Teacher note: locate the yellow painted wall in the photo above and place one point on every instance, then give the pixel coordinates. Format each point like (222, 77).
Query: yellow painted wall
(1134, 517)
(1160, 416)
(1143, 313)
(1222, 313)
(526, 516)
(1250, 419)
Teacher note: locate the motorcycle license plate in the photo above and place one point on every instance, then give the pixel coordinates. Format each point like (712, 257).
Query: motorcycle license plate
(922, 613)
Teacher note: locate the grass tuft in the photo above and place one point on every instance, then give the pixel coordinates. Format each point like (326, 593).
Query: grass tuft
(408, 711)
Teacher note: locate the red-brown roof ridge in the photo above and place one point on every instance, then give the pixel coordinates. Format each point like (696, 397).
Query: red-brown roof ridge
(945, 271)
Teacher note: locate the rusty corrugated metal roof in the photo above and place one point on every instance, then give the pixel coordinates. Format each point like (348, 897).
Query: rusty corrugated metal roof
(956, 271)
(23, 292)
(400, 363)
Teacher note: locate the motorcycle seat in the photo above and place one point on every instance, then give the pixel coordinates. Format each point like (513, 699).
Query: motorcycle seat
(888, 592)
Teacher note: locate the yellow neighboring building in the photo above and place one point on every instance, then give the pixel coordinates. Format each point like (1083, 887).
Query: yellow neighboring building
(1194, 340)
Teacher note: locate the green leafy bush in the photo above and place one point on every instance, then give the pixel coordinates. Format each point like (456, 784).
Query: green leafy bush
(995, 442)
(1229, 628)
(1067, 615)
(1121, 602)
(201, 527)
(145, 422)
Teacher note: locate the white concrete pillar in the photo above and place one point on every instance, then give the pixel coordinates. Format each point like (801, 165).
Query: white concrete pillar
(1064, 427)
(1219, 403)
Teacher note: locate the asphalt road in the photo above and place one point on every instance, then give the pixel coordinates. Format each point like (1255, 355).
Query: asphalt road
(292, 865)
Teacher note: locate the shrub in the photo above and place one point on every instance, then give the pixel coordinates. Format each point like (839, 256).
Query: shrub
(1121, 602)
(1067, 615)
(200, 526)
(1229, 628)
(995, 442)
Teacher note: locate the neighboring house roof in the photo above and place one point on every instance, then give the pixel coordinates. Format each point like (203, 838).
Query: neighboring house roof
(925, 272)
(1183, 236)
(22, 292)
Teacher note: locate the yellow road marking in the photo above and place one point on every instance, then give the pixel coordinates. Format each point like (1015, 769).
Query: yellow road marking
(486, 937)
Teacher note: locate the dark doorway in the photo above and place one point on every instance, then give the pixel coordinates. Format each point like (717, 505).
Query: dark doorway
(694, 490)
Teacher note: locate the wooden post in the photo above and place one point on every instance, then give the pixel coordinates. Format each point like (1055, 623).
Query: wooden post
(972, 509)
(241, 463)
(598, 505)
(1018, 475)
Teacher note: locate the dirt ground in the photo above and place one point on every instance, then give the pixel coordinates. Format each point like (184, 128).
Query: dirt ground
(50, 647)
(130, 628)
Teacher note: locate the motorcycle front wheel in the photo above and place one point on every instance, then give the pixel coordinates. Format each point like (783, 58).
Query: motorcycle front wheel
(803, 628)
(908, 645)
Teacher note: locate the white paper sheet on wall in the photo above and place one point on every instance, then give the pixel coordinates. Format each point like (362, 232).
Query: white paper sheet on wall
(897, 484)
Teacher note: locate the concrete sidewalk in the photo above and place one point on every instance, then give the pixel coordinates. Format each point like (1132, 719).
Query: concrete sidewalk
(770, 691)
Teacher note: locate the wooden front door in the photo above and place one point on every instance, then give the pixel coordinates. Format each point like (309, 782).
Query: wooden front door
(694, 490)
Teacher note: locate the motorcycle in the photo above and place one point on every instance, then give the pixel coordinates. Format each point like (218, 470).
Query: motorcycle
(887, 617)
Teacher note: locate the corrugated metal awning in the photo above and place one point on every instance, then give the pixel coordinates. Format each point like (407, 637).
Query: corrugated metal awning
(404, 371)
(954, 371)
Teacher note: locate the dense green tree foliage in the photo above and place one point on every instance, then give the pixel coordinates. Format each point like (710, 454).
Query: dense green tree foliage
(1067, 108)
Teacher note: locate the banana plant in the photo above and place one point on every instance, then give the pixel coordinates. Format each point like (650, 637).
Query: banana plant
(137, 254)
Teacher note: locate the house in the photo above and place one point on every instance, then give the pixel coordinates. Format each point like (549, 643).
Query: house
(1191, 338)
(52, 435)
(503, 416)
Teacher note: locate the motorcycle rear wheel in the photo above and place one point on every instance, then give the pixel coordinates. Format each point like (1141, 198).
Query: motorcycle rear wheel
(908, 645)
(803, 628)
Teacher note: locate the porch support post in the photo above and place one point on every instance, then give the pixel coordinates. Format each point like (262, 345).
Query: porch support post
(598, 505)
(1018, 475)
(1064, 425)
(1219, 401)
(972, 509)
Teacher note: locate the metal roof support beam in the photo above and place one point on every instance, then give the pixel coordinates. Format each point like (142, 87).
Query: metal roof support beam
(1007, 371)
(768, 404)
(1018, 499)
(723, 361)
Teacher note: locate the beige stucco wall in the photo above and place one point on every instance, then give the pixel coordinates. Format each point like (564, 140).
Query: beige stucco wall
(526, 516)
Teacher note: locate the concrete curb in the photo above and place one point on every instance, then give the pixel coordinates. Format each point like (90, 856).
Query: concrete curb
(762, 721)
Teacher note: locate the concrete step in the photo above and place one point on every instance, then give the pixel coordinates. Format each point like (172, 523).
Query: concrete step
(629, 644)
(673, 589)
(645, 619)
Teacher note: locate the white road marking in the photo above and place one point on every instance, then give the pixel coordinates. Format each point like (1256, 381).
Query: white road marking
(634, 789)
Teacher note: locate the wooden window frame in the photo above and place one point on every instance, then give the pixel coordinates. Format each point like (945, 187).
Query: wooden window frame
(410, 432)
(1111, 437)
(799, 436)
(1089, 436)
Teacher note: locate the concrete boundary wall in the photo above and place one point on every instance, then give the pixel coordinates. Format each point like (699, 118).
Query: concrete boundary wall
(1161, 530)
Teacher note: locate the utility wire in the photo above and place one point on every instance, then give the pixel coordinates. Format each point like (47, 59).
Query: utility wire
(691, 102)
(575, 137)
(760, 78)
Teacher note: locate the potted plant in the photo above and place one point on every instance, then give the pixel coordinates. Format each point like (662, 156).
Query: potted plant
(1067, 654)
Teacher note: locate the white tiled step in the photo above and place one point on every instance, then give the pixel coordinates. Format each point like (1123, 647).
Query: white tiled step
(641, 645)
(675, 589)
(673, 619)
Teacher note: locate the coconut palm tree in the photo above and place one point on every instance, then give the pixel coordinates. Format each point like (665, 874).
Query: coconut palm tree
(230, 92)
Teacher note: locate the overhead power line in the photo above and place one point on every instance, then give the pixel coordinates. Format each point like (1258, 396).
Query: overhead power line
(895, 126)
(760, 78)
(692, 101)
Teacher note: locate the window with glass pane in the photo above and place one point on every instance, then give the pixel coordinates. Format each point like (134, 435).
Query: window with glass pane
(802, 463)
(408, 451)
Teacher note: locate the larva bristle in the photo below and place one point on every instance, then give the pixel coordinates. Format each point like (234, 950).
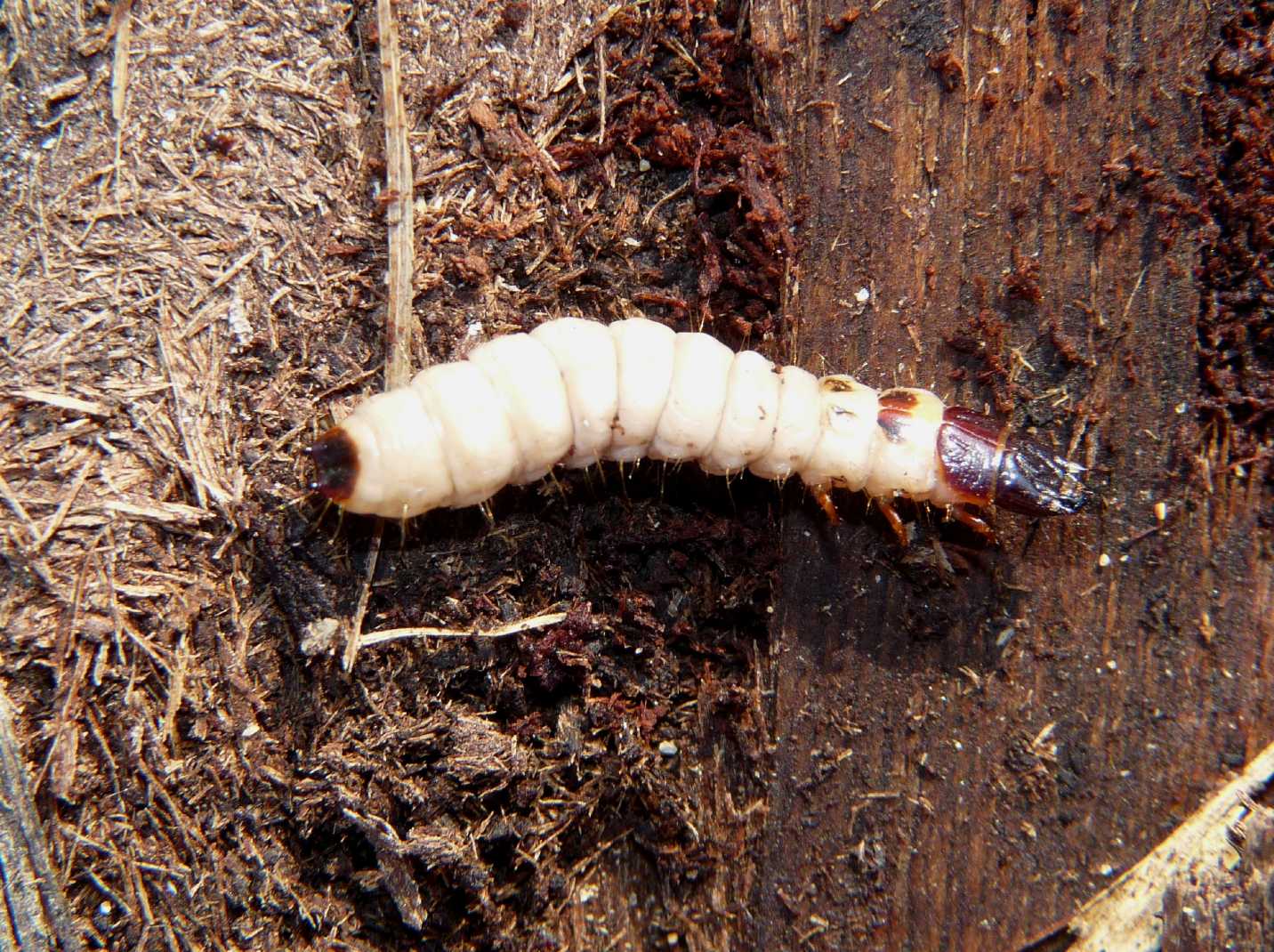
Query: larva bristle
(335, 460)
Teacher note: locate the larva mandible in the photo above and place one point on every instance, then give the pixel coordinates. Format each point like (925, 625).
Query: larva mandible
(575, 391)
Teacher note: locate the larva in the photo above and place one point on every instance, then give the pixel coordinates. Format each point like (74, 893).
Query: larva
(575, 391)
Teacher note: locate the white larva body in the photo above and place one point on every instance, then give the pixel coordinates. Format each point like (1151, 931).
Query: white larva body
(574, 392)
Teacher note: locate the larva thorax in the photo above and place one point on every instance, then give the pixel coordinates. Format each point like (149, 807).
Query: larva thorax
(574, 392)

TO BE DONE: Leave the pictures out and reproduce each record exactly as written.

WRITTEN ANSWER:
Teacher note: locate the yellow painted wall in the photo above and place one point on every instance, then give the pixel coordinates. Format each point like (222, 77).
Query: yellow painted wall
(1134, 517)
(1160, 416)
(1143, 313)
(1222, 313)
(526, 516)
(1250, 419)
Teacher note: locate the motorcycle license plate in the photo above and place one point on every instance, then give the pixel coordinates. Format each point like (712, 257).
Query: motorcycle license plate
(922, 613)
Teacher note: locate the grass tuft in the photo above and place one point on every instance, then give the pixel coordinates. Format each point like (326, 593).
Query: grass tuft
(408, 711)
Teacher note: locate the red-brown roof ridge in the photo above and place one point on every instance, then give the pixel coordinates. Format each point like (696, 397).
Query: red-brown roof ridge
(945, 271)
Teacher note: locate the rusty corrugated metal roof in the photo above and place one point on every instance, then give the pixel coordinates. Format each point like (348, 897).
Query: rusty corrugated metal roof
(956, 271)
(23, 292)
(400, 363)
Teacher note: locate the motorcycle seat in the photo above and place one point on every instance, then give the pixel coordinates. Format each point like (513, 699).
Query: motorcycle seat
(888, 592)
Teacher note: locate the yellow neighboring building in the photo above and place one point on every instance, then give the pixel coordinates. Format each point like (1083, 887).
Query: yellow neighboring building
(1194, 340)
Teacher note: locate the green leafy bush in the photo above and place one point on every instance, then give the pixel coordinates. Format each point like (456, 784).
Query: green leafy bush
(995, 442)
(1229, 628)
(1067, 615)
(1121, 602)
(201, 527)
(145, 422)
Teacher note: locate the white concrete pillar in the photo above and place one point on every instance, then give the pixel coordinates. Format each point like (801, 165).
Query: white concrete pillar
(1064, 427)
(1219, 403)
Teacher note: locate the asphalt road in the photo above and place one point on every instance, then give the pixel coordinates. Format each point like (1255, 355).
Query: asphalt road
(292, 865)
Teacher note: locate the shrub in the photo above and place one point on every instance, then give the pixel coordinates. Format each point like (839, 256).
Query: shrub
(1121, 602)
(1067, 615)
(200, 526)
(1229, 628)
(995, 442)
Teacher note: locate the neighboring house roof in the photo above and place one point on every instance, then give the pixel coordinates. Format each point like (203, 838).
Query: neighboring house roof
(925, 272)
(1183, 236)
(22, 292)
Teacher note: locate the yellow road marking in the photo above and place one point on every instance, then give the pixel coordinates. Format each point like (1015, 769).
Query: yellow road marking
(486, 937)
Teacher note: locate the dark doorway in the photo above and place one point on every instance, then give the pixel coordinates. Format each point like (717, 505).
Query: dark doorway
(694, 490)
Teacher note: locate the wooden post in the photo above and place one point on every instance, then give the pixel coordinates. Format each point like (1055, 623).
Query: wooden post
(972, 509)
(241, 463)
(598, 505)
(1018, 475)
Teacher note: locate the dirt ground in the photo above and place one point on every instance, then give the pixel coordinates. Format each point like (184, 128).
Query: dirt ground
(50, 647)
(130, 628)
Teacher note: locate the motorcycle front wheel in the photo above and place one point on every instance, then give the pixel coordinates. Format each point like (783, 58).
Query: motorcycle front wheel
(803, 628)
(908, 645)
Teacher note: locate the white paper sheet on wall in the photo above and place one point on every instance, then give the pixel coordinates. Format each point like (362, 232).
Query: white paper sheet on wall
(897, 484)
Teacher note: locate the concrete sidewalk in the photo above and place one point on every instance, then give the pixel coordinates. Format each point like (1132, 719).
Query: concrete sidewalk
(770, 691)
Teacher note: locate the wooden front door in the photo above and place one point on every instance, then give the pixel coordinates. Format each point like (309, 782).
Query: wooden front door
(694, 490)
Teacher note: locate the motorcycle in the photo above and place one point on every instance, then give the pixel coordinates. Format each point like (218, 470).
Query: motorcycle
(887, 617)
Teacher note: locate the corrugated metal awning in the photo above and place one point on every instance, then give the pixel coordinates. Format each point like (407, 637).
Query: corrugated metal awning
(404, 371)
(954, 371)
Teacher note: locate the dense green tree foliage in the photo above and place one point on every instance, then give the pixel coordinates. Format each point like (710, 454).
Query: dense green tree foliage
(1067, 108)
Teacher note: locate the banana plant in the photo above and place one point on every instance, then give the pixel coordinates. Format each point like (650, 637).
Query: banana plant
(137, 254)
Teacher note: locate the house in the photo above and place one point on every instance, then give the pixel coordinates. Format each point like (549, 643).
Query: house
(1191, 338)
(52, 435)
(503, 416)
Teacher note: locate the motorcycle rear wheel in the photo above and place one point on every instance, then give the pixel coordinates. Format each point like (1141, 198).
Query: motorcycle rear wheel
(908, 645)
(803, 628)
Teacher note: locate the porch support post in the photo above and place one point on every instance, then give the pixel coordinates. Format each point like (262, 345).
Query: porch support post
(598, 505)
(1018, 475)
(1064, 425)
(1219, 401)
(972, 509)
Teacher note: locate the metal roof support beam in the photo above and place one point on every instance, then give the pixel coordinates. Format each point like (142, 87).
Query: metal roof support beam
(1007, 371)
(768, 404)
(1018, 499)
(723, 361)
Teacher note: locate the beige stucco wall in the photo above and place one point on every instance, then give the pixel coordinates. Format each point like (564, 140).
Query: beige stucco wall
(526, 516)
Teacher note: locate the concrete curb in the photo above and place one point on every instance, then give the pixel coordinates. Format each point like (90, 856).
Query: concrete curb
(762, 721)
Teacher note: locate the concrete step in the photo above and place one point on every instance, then give the pixel coordinates. Format each point like (172, 523).
Query: concrete step
(629, 644)
(673, 589)
(645, 619)
Teacher note: locate the white road marking in the photo above and place one point on every instance, then give the pixel coordinates. Format each point like (1256, 381).
Query: white road marking
(634, 789)
Teacher note: locate the wooden window frame in the photo above and place one point on every instance, then give the pixel coordinates. Format each point like (945, 187).
Query: wooden window frame
(410, 432)
(1111, 437)
(799, 436)
(1089, 436)
Teacher note: locate the concrete boundary wall in the photo above and place one point on every instance, then give the pixel coordinates. Format each point like (699, 118).
Query: concrete boundary wall
(1161, 530)
Teacher note: locate the utility wire in the photo above and place one point on every instance, then give the pixel coordinates. Format each point like (47, 59).
Query: utility wire
(691, 102)
(575, 137)
(760, 78)
Teacher note: locate the potted plant in the photo above and place one point on every instance, then give the pixel coordinates. Format each point like (662, 156).
Query: potted plant
(1067, 654)
Teacher note: locate the white tiled step in the photo above and place one point on every instance, then give the pixel coordinates. Format each point like (1123, 647).
Query: white tiled step
(641, 645)
(675, 589)
(673, 619)
Teacher note: locate the coconut palm tree in the photo above and place one point on every instance, then give the pixel coordinates. Format each point like (665, 874).
Query: coconut palm tree
(230, 92)
Teacher note: locate the overhead power line in the photo above and place one point on every instance, then give the pixel coordinates. Format each point like (1258, 396).
Query: overhead power line
(895, 126)
(760, 78)
(692, 101)
Teacher note: locate the window with glass pane in the photo above and place one point on every instance, then give the pixel coordinates. Format each point like (134, 435).
Query: window with glass pane
(802, 463)
(408, 451)
Teacher note: locate the larva bristle in the photo below and place one point on every instance, then give the pixel coordinates. Format each point like (234, 950).
Query: larva bristle
(335, 460)
Teacher note: locate the larva mandible in the photo above and place one point on every instance, then give the pixel coordinates. Format each point like (925, 625).
Query: larva mandible
(575, 391)
Teacher note: locate the larva in the photo above and place one point on every instance, then give the pixel coordinates. Format each point like (74, 893).
Query: larva
(575, 391)
Teacher note: locate the white larva body in the photo above and place one point on every instance, then give the pixel coordinates. Format each point like (1151, 931).
Query: white larva body
(574, 392)
Teacher note: locate the larva thorax in the photo above and place one point on every instance, then give the pixel coordinates. Format each point like (149, 807).
Query: larva thorax
(574, 392)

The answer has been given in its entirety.